▶ THE PROBLEM
Output every entry exactly as written.

Saved entries:

◇ ◇ ◇

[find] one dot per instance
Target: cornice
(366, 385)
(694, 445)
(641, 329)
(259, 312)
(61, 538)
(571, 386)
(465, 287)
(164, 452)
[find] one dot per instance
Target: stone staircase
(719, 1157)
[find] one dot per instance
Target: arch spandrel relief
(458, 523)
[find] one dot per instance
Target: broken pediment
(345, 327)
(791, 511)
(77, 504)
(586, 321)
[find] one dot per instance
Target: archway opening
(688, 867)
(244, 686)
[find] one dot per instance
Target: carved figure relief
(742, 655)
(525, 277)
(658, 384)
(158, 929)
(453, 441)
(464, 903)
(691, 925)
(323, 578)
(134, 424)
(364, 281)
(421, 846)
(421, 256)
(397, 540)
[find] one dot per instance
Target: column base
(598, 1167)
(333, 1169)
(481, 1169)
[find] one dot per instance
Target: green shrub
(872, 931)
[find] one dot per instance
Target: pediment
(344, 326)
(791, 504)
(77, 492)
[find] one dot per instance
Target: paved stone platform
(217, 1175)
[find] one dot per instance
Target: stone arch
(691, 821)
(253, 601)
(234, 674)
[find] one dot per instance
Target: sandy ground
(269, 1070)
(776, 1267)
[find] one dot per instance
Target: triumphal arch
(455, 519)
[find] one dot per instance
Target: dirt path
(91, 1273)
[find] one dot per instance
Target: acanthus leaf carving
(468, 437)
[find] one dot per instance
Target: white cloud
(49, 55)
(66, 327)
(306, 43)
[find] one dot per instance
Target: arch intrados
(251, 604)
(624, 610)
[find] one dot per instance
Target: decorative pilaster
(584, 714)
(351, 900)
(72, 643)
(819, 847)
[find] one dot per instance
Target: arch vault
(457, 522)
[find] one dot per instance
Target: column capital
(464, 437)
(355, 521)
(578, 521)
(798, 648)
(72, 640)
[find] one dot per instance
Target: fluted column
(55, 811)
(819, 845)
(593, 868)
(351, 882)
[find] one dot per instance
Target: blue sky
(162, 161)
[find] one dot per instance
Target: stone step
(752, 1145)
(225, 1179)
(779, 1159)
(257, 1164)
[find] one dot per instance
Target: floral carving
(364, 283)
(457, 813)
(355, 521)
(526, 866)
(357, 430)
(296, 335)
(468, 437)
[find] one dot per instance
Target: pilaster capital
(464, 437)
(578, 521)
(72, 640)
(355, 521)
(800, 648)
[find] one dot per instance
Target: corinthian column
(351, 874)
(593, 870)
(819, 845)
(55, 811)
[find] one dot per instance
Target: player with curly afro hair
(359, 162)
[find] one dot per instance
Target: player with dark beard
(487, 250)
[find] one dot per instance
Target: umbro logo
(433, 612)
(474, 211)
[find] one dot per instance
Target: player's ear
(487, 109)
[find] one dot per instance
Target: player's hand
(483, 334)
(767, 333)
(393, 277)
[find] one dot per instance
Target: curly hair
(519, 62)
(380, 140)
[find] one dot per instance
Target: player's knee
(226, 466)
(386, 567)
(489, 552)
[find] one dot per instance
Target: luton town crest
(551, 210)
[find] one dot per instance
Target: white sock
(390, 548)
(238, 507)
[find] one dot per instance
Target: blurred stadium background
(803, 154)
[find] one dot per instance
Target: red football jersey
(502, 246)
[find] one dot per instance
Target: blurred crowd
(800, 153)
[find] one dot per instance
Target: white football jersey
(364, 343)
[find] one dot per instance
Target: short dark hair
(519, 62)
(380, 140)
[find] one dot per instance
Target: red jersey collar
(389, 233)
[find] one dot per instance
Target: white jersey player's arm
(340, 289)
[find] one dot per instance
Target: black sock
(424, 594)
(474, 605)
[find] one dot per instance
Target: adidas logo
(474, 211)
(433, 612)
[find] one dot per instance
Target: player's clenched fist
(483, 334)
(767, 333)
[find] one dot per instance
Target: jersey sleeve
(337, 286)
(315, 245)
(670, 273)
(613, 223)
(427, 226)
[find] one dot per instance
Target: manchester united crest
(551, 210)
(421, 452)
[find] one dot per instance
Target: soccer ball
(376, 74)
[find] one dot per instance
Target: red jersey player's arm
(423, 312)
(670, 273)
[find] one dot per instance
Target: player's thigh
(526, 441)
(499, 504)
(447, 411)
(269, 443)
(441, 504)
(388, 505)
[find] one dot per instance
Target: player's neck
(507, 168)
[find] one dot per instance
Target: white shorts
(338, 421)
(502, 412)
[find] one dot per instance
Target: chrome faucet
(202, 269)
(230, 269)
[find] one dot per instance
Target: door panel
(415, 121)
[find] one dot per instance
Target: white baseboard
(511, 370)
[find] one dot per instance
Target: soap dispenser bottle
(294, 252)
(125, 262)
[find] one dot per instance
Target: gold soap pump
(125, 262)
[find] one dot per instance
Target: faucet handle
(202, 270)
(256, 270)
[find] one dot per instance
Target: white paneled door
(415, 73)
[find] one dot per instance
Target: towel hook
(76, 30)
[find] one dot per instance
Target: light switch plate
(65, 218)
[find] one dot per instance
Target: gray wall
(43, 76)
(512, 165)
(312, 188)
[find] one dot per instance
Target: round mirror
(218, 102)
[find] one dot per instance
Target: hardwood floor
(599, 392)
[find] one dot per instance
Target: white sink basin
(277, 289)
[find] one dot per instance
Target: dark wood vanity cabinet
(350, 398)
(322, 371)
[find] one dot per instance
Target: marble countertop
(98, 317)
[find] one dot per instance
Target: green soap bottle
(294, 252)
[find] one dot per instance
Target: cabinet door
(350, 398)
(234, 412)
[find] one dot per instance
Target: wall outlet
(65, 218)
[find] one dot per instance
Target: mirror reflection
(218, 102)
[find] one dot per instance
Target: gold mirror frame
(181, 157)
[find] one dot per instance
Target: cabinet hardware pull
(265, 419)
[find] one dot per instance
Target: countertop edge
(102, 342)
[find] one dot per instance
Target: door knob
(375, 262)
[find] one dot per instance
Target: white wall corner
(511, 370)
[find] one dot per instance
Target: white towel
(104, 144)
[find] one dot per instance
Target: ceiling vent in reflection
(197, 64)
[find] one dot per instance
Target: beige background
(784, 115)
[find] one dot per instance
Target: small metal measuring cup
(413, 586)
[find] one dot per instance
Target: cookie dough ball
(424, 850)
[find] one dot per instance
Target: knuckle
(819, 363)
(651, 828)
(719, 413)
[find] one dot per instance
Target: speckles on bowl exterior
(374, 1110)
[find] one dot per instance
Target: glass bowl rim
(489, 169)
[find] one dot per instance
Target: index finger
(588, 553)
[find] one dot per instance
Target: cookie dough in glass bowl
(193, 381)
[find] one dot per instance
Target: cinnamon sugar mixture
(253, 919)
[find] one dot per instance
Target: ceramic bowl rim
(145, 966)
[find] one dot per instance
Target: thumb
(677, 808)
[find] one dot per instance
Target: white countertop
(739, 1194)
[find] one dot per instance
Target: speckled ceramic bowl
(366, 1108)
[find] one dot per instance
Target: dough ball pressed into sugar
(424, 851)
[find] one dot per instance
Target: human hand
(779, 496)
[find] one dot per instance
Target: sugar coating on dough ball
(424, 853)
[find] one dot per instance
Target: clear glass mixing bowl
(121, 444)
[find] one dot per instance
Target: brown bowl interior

◇ ◇ ◇

▶ SOLUTION FOR THIS PROBLEM
[find] one dot per instance
Target: cornice
(366, 385)
(694, 445)
(641, 329)
(259, 312)
(61, 538)
(571, 386)
(465, 287)
(164, 452)
[find] one dot per instance
Target: stone staircase
(719, 1157)
[find] one dot per instance
Target: arch spandrel relief
(458, 523)
[find] one dot per instance
Target: broken pediment
(345, 327)
(791, 511)
(77, 504)
(586, 321)
[find] one dot per instance
Target: archway opening
(688, 867)
(244, 686)
[find] one dot per instance
Target: carved figure relief
(742, 655)
(525, 277)
(658, 384)
(158, 929)
(453, 441)
(464, 903)
(691, 925)
(323, 578)
(134, 424)
(364, 281)
(421, 846)
(421, 256)
(397, 540)
[find] one dot per instance
Target: column base
(598, 1167)
(333, 1169)
(481, 1169)
[find] one dot per instance
Target: green shrub
(872, 931)
[find] one dot per instance
Target: pediment
(344, 326)
(791, 504)
(77, 492)
[find] one dot per instance
Target: paved stone platform
(217, 1175)
[find] one dot per instance
Target: stone arch
(691, 821)
(253, 601)
(234, 674)
[find] one dot per instance
Target: sandy ground
(269, 1070)
(776, 1267)
[find] one dot per instance
Target: triumphal arch
(455, 519)
[find] one dot per instance
Target: dirt path
(91, 1273)
[find] one dot per instance
Target: acanthus leaf carving
(468, 437)
[find] one dot per instance
Target: white cloud
(49, 55)
(66, 327)
(306, 43)
[find] one dot per instance
Target: arch intrados
(251, 604)
(624, 610)
[find] one dot per instance
Target: decorative pilaster
(584, 714)
(351, 900)
(72, 643)
(819, 847)
[find] one dot per instance
Target: arch vault
(457, 522)
[find] one dot per instance
Target: column capital
(464, 437)
(355, 521)
(578, 521)
(798, 648)
(72, 640)
[find] one dot per instance
Target: fluted column
(55, 811)
(819, 845)
(593, 868)
(351, 882)
[find] one dot per instance
Target: blue sky
(162, 161)
[find] one dot per instance
Target: stone step
(752, 1145)
(225, 1179)
(779, 1159)
(257, 1164)
[find] one dot per instance
Target: floral carving
(364, 283)
(457, 813)
(355, 521)
(526, 866)
(357, 430)
(296, 335)
(468, 437)
[find] one dot per instance
Target: pilaster capital
(464, 437)
(578, 521)
(72, 640)
(355, 521)
(800, 648)
[find] one dot per instance
Target: corinthian column
(351, 874)
(593, 870)
(819, 845)
(55, 811)
[find] one dot per instance
Target: player with curly afro hair
(359, 162)
[find] one dot per instance
Target: player with dark beard
(487, 250)
[find] one dot per instance
Target: umbro logo
(433, 612)
(474, 211)
[find] one dot per instance
Target: player's ear
(487, 109)
[find] one dot per instance
Target: player's hand
(483, 334)
(767, 333)
(393, 277)
[find] one dot per instance
Target: curly hair
(519, 62)
(380, 140)
[find] one dot per instance
Target: player's knee
(226, 466)
(386, 567)
(489, 552)
[find] one dot per instance
Target: luton town crest
(551, 210)
[find] one dot per instance
Target: white sock
(390, 548)
(238, 507)
[find] one dot per instance
Target: blurred stadium background
(803, 154)
[find] one dot per instance
Target: red football jersey
(502, 246)
[find] one dot per instance
Target: blurred crowd
(800, 153)
[find] one dot per instance
Target: white football jersey
(364, 343)
[find] one dot per instance
Target: short dark hair
(519, 62)
(380, 140)
[find] one dot per instance
Target: red jersey collar
(389, 233)
[find] one dot per instance
Target: white jersey player's arm
(340, 289)
[find] one dot per instance
Target: black sock
(424, 594)
(474, 605)
[find] one dot per instance
Target: adidas logo
(474, 211)
(433, 612)
[find] one dot per instance
Target: player's clenched fist
(483, 334)
(767, 333)
[find] one dot per instance
Target: jersey sleeve
(337, 286)
(315, 245)
(670, 273)
(613, 223)
(427, 226)
[find] one dot per instance
Target: manchester united crest
(551, 210)
(421, 452)
[find] one dot per instance
Target: soccer ball
(376, 74)
[find] one dot per instance
Target: red jersey player's arm
(423, 312)
(670, 273)
[find] one dot per instance
Target: player's thigh
(526, 441)
(499, 504)
(447, 411)
(269, 443)
(441, 504)
(388, 505)
[find] one dot per instance
Target: player's neck
(507, 168)
[find] one dot per instance
Target: white shorts
(338, 421)
(502, 412)
[find] one dot per instance
Target: chrome faucet
(202, 269)
(230, 269)
[find] one dot per instance
Target: door panel
(415, 121)
[find] one dot per instance
Target: white baseboard
(511, 370)
[find] one dot per instance
Target: soap dispenser bottle
(294, 252)
(125, 262)
[find] one dot per instance
Target: gold soap pump
(125, 262)
[find] one dot per instance
Target: faucet handle
(202, 270)
(256, 270)
[find] one dot per instance
Target: white paneled door
(415, 73)
[find] one dot per instance
Target: towel hook
(76, 30)
[find] one dot per instance
Target: light switch plate
(65, 218)
[find] one dot per instance
Target: gray wall
(43, 76)
(512, 165)
(312, 188)
[find] one dot per instance
Target: round mirror
(218, 102)
[find] one dot per instance
Target: hardwood floor
(599, 392)
[find] one dot per instance
Target: white sink basin
(277, 289)
[find] one dot per instance
Target: dark wood vanity cabinet
(350, 398)
(322, 371)
[find] one dot per instance
Target: marble countertop
(98, 317)
[find] one dot per instance
Target: green soap bottle
(294, 252)
[find] one dot per instance
Target: cabinet door
(350, 398)
(234, 412)
[find] one dot per instance
Target: wall outlet
(65, 218)
[find] one dot per instance
Target: mirror reflection
(218, 102)
[find] one dot per instance
Target: gold mirror frame
(181, 157)
[find] one dot per instance
Target: cabinet hardware pull
(265, 419)
[find] one dot per instance
Target: countertop edge
(102, 342)
[find] one dot per instance
Target: door knob
(375, 262)
[find] one dot per instance
Target: white wall corner
(511, 370)
[find] one dot per instance
Target: white towel
(104, 144)
[find] one dot per instance
Target: ceiling vent in reflection
(197, 64)
[find] one dot per instance
Target: beige background
(784, 115)
[find] one dot per instance
Target: small metal measuring cup
(413, 586)
[find] one dot per instance
Target: cookie dough ball
(424, 850)
[find] one dot per instance
Target: knuckle
(819, 363)
(651, 828)
(719, 413)
[find] one dot per instance
Target: speckles on bowl exterior
(374, 1110)
[find] one dot per instance
Target: glass bowl rim
(489, 169)
[find] one dot per instance
Target: index finger
(588, 553)
[find] one dot per instance
Target: cookie dough in glass bowl
(193, 381)
[find] one dot per instance
Target: cinnamon sugar mixture
(253, 919)
[find] one dot per instance
Target: ceramic bowl rim
(145, 966)
[find] one dot per instance
Target: thumb
(677, 808)
[find] one dot per instance
Target: white countertop
(739, 1194)
[find] one dot per instance
Target: speckled ceramic bowl
(366, 1108)
[find] one dot per instance
Target: dough ball pressed into sugar
(424, 851)
[find] one dot per instance
Target: human hand
(779, 496)
[find] one dot per instance
Target: sugar coating on dough ball
(424, 853)
[find] one dot per instance
Target: clear glass mixing bowl
(121, 444)
[find] one dot per instance
Target: brown bowl interior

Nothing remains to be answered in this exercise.